**Problem statement**
Reproduce the tail of the data exactly. It starts at the line containing "Q: Point to" and runs to the last line.

[Opening Data shown section]

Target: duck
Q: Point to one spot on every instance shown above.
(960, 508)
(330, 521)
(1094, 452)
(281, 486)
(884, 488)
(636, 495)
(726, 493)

[Closing Data shown section]

**The completed task**
Q: Point to one spot on every instance shown above.
(960, 508)
(330, 521)
(1094, 452)
(281, 486)
(884, 488)
(636, 495)
(726, 493)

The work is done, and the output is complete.